**GIVEN EXERCISE:**
Switch every "bounding box" in the listing below to "enclosing rectangle" and write the lines out again, leaving everything else unchanged.

**Part of a data file:**

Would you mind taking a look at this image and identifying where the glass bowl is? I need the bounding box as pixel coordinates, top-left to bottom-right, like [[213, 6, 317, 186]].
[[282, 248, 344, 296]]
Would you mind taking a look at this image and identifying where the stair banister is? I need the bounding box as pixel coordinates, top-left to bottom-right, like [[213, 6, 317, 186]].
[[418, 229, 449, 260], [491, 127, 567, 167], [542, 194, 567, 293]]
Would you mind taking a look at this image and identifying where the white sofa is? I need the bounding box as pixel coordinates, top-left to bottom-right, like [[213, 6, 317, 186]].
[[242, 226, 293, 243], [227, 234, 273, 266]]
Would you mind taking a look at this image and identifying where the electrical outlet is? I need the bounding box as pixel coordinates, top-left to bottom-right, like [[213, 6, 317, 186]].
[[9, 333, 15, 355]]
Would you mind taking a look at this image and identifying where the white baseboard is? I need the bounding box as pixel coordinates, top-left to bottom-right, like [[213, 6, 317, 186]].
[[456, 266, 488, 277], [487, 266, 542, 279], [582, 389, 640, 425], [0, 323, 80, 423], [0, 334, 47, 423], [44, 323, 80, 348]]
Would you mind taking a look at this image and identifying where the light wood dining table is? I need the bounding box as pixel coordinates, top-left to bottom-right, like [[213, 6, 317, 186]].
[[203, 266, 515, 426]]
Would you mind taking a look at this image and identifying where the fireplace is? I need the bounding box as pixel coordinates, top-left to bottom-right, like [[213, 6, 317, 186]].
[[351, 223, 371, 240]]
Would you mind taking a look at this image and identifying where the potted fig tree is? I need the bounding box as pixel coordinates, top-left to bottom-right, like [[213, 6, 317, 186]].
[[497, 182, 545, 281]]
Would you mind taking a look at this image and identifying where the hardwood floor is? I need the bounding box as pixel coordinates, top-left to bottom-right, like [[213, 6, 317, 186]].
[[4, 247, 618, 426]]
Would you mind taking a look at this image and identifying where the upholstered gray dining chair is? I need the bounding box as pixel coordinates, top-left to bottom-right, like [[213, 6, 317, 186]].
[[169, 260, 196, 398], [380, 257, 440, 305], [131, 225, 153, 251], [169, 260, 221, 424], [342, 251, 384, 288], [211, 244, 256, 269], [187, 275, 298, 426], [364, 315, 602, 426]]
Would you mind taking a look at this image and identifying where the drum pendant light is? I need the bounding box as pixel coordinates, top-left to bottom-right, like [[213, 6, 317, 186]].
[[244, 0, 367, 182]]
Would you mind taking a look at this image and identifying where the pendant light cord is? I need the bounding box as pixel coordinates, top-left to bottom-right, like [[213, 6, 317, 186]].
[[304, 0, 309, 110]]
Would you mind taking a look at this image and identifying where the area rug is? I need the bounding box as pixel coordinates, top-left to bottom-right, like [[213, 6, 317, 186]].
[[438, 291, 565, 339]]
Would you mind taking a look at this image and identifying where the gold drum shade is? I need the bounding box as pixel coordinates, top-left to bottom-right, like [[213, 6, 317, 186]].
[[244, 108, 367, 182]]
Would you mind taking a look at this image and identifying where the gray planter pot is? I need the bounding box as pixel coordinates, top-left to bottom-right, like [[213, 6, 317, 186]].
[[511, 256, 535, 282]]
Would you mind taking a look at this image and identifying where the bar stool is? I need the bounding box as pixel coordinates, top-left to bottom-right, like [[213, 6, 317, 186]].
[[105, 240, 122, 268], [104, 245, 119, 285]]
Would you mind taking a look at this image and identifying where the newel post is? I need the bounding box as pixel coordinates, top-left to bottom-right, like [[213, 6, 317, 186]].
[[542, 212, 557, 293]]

**OUTPUT:**
Would you mind taking a look at this image and identifying where the glass bowl is? I need the enclosing rectangle as pixel coordinates, top-left to bottom-right, like [[213, 6, 317, 186]].
[[282, 248, 344, 296]]
Would you mind taking a look at this image and identifying where the stair banister is? I need the enclosing rectangle as pixel coordinates, top-left to bottom-right, like [[213, 6, 317, 186]].
[[418, 229, 449, 260], [491, 127, 567, 167], [542, 194, 567, 293]]
Would you mind taking a look at this image and identifying where the white sofa is? I need the enclosing rectangle as pixel coordinates, top-left to bottom-right, like [[213, 6, 317, 186]].
[[242, 226, 293, 243], [227, 234, 273, 266]]
Would you mind taking a look at this image and identifying where the electrical outlet is? I need the enclosing rectangle as pixel coordinates, top-left to bottom-right, like [[213, 6, 317, 186]].
[[9, 333, 15, 355]]
Would you mind taking a look at this image and identifying where the white baseboard is? I need the enclosing rectangle as pixel coordinates, top-left to bottom-right, like [[213, 6, 317, 186]].
[[456, 266, 488, 277], [487, 266, 542, 279], [582, 389, 640, 425], [0, 323, 80, 423], [0, 334, 47, 423], [44, 323, 80, 348]]
Would you mind taking a look at this image and identifying where the light wood dining table is? I need the enclosing rectangle as pixel coordinates, top-left to bottom-right, like [[213, 6, 317, 186]].
[[203, 266, 515, 426]]
Would you mind taking a look at this image and identifying where the fireplace is? I need the enclosing rectangle as pixel coordinates, top-left to bottom-right, like [[213, 6, 317, 186]].
[[351, 223, 371, 240]]
Would you mind taking a look at this image and identifying where the potted fig tree is? I need the enclosing rectangle as pixel coordinates, top-left to bottom-right, like [[213, 6, 317, 186]].
[[497, 182, 545, 281]]
Would you mind taking a look at this image and identifying where the hardwood floor is? I need the enclosing rectangle as pixel coordinates, top-left to bottom-right, like [[213, 6, 317, 186]].
[[4, 247, 618, 426]]
Would you mind taking a look at this image and identifying where the upholstered gray dining chair is? I need the enclosing rectangle as pixel coordinates, top-left to bottom-right, like [[213, 6, 317, 186]].
[[169, 260, 196, 398], [380, 257, 440, 305], [131, 225, 153, 251], [169, 260, 221, 424], [342, 251, 384, 288], [211, 244, 256, 269], [187, 275, 298, 426], [364, 315, 602, 426]]
Would you mind taking a look at this image and identifying where the drum pendant light is? I need the enclosing rectangle as pixel coordinates, top-left to bottom-right, like [[213, 6, 317, 186]].
[[244, 0, 367, 182]]
Would you mind taking a look at this image and identifying where the pendant light cord is? I need the enclosing rectangle as pixel coordinates, top-left to bottom-right, like [[213, 6, 317, 186]].
[[304, 0, 309, 110]]
Would you mind taking a look at this image and identifying where the area rug is? I need the enclosing rectangle as pixel coordinates, top-left to bottom-right, like [[213, 6, 317, 186]].
[[438, 291, 565, 339]]
Would you mind taking a look at this image and identifying where the gold drum shade is? I need the enclosing rectangle as pixel coordinates, top-left to bottom-right, like [[213, 6, 317, 186]].
[[244, 108, 367, 182]]
Would you mind taking a look at this image and identifying where the gray planter pot is? I need the enclosing rectangle as pixel coordinates, top-left to bottom-right, like [[213, 6, 317, 186]].
[[511, 256, 535, 282]]
Would you mind taking a look at this image and identifying where the bar stool is? I need the enclosing rectangle as pixel coordinates, top-left to bottom-right, like [[213, 6, 317, 186]].
[[105, 240, 122, 268], [104, 245, 119, 285]]
Would you mind taking a look at this image and identifying where the newel post is? I need the enclosing rectangle as pixel coordinates, top-left to bottom-right, like [[213, 6, 317, 186]].
[[542, 212, 557, 293]]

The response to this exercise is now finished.